(Text passage):
>> Start

What does it mean to talk about the uncertainty in, say, a pitcher’s ERA or a hitter’s OBP? You know exactly how many ER were allowed, exactly how many innings were pitched, exactly how many times the batter reached base, and exactly how many PAs he had. Outside of MLB deciding to retroactively flip a hit/error decision, there is no uncertainty in the value of the stat. It’s an exact measurement. Likewise, there’s no uncertainty in Trout’s 2013 wOBA or wRC+. They reflect things that happened, calculated in deterministic fashion from exact inputs. Reporting a measurement uncertainty for any of these wouldn’t make any sense.
The Statcast metrics are a little different- EV, LA, sprint speed, hit distance, etc. all have a small amount of random error in each measurement, but since those errors are small and opportunities are numerous, the impact of random error is small to start with and totally meaningless quickly when aggregating measurements. There’s no point in reporting random measurement uncertainty in a public-facing way because it may as well be 0 (checking for systematic bias is another story, but that’s done with the intent of being fixed/corrected for, not of being reported as metric uncertainty).
So we can’t be talking about the uncertainties in measuring/calculating these kinds of metrics- they’re irrelevant-to-nonexistent. When we’re talking about the uncertainty in somebody’s ERA or OBP or wRC+, we’re talking about the uncertainty of the player’s skill at the metric in question, not the uncertainty of the player’s observed value. That alone makes it silly to report such metrics as “observed value +/- something”, like ERA 0.37 +/- 3.95, because it’s implicitly treating the observed value as some kind of meaningful central-ish point in the player’s talent distribution. There’s no reason for that to be true *because these aren’t talent metrics*. They’re simply a measure of something over a sample, and many such metrics frequently give values where a better true talent is astronomically unlikely to be correct (a wRC+ over 300) or even impossible (an ERA below 0) and many less extreme but equally silly examples as well.
Expressing something non-stupidly in the A +/- B format (or listing percentiles if it’s significantly non-normal, whatever) requires a knowledge of the player’s talent distribution after the observed performance, and that can’t be derived solely from the player’s data. If something happens 25% of the time, talent could cluster near 15% and the player is doing it more often, talent could cluster near 35% and the player is doing it less often, or talent could cluster near 25% and the player is average. There’s no way to tell the difference from just the player’s stat line and therefore no way to know what number to report as the mean, much less the uncertainty. Reporting a 25% mean might be correct (the latter case) or as dumb as reporting a mean wRC+ of 300 (if talent clusters quite tightly around 15%).

>> End

(What to work on):
1. Transcribe the passage on uncertainty in baseball statistics word for word, everything from "What does it" down to "make any sense.".
2. Go on with the passage on uncertainty in baseball statistics, picking up after its final sentence.

Data extracted from a collection
>> Start

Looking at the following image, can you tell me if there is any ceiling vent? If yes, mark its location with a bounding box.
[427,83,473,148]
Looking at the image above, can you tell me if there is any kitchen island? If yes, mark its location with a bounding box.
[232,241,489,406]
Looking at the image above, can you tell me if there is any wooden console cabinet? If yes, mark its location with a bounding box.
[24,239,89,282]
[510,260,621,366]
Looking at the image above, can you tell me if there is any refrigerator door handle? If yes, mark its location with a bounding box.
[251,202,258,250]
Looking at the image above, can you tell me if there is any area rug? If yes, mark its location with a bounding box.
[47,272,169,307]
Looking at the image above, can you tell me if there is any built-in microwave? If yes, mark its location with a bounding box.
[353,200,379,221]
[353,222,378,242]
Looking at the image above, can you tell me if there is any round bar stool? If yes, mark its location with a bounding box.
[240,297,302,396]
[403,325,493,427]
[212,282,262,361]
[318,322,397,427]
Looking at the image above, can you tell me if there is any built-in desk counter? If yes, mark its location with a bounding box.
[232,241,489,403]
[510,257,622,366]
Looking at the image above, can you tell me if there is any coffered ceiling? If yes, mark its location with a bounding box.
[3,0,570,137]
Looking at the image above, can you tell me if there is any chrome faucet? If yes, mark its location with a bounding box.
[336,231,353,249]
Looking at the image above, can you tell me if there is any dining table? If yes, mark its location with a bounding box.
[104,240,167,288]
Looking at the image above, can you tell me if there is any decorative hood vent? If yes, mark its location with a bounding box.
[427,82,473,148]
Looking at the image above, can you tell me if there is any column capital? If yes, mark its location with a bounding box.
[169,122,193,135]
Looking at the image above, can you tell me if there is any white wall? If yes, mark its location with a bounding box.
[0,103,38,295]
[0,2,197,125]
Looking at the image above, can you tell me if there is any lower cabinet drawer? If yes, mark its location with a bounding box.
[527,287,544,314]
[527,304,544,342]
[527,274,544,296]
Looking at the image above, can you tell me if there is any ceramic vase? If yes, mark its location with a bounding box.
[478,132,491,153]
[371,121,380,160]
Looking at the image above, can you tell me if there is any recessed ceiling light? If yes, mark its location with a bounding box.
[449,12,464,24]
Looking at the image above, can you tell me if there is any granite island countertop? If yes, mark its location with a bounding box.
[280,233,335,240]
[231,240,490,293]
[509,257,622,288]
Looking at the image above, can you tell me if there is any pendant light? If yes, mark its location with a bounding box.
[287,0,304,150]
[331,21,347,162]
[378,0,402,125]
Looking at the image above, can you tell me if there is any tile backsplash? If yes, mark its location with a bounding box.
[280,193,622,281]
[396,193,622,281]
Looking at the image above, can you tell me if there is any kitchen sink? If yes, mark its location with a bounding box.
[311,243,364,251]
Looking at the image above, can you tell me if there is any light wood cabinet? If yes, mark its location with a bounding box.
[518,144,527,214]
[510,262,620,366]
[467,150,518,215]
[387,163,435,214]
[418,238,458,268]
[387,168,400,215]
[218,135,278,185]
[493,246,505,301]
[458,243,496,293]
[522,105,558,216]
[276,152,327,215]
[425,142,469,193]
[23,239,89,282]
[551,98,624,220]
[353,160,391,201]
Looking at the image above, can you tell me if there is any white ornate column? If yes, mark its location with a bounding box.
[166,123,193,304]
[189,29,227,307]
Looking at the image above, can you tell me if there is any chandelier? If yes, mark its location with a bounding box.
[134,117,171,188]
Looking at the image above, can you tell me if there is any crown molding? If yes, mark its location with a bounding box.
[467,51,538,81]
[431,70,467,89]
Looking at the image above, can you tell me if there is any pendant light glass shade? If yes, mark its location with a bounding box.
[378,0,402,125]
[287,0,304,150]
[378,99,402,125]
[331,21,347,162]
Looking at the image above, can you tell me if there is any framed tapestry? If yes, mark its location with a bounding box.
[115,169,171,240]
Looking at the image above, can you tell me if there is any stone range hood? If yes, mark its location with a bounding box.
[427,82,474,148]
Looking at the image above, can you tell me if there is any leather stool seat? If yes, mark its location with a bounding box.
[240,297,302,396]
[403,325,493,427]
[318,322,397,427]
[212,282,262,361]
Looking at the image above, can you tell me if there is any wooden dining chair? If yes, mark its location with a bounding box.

>> End

(Expected results):
1.
What does it mean to talk about the uncertainty in, say, a pitcher’s ERA or a hitter’s OBP? You know exactly how many ER were allowed, exactly how many innings were pitched, exactly how many times the batter reached base, and exactly how many PAs he had. Outside of MLB deciding to retroactively flip a hit/error decision, there is no uncertainty in the value of the stat. It’s an exact measurement. Likewise, there’s no uncertainty in Trout’s 2013 wOBA or wRC+. They reflect things that happened, calculated in deterministic fashion from exact inputs. Reporting a measurement uncertainty for any of these wouldn’t make any sense.

2.
Once you build a prior talent distribution (based on what other players have done and any other material information), then it’s straightforward to use the observed performance at the metric in question and create a posterior distribution for the talent, and from that extract the mean and SD. When only the mean is of interest, it’s common to regress by adding some number of average observations, more for a tighter talent distribution and fewer for a looser talent distribution, and this approximates the full Bayesian treatment. If the quantity in the previous paragraph were HR/FB% (league average a little under 15%), then 25% for a pitcher would be regressed down a lot more than for a batter over the same number of PAs because pitcher HR/FB% allowed talent is much more tightly distributed than hitter HR/FB% talent, and the uncertainty reported would be a lot lower for the pitcher because of that tighter talent distribution. None of that is accessible by just looking at a 25% stat line.
Actual talent metrics/projections, like Steamer and ZiPS, do exactly this (well, more complicated versions of this) using talent distributions and continually updating with new information, so when they spit out mean and SD, or mean and percentiles, they’re using a process where those numbers are meaningful, getting them as the result of using a reasonable prior for talent and therefore a reasonable posterior after observing some games. Their means are always going to be “in the middle” of a reasonable talent posterior, not nonsense like wRC+ 300.
Which brings us to DRC+.. I’ve noted previously that the DRC+ SDs don’t make any sense, but I didn’t really have any idea how they were coming up with those numbers until this recent article, and a reference to this old article on bagging. My last two posts pointed out that DRC+ weights way too aggressively in small samples to be a talent metric and that DRC+ has to be heavily regressed to make projections, so when we see things in that article like Yelich getting assigned a DRC+ over 300 for a 4PA 1HR 2BB game, that just confirms what we already knew- DRC+ is happy to assign means far, far outside any reasonable distribution of talent and therefore can’t be based on a Bayesian framework using reasonable talent priors.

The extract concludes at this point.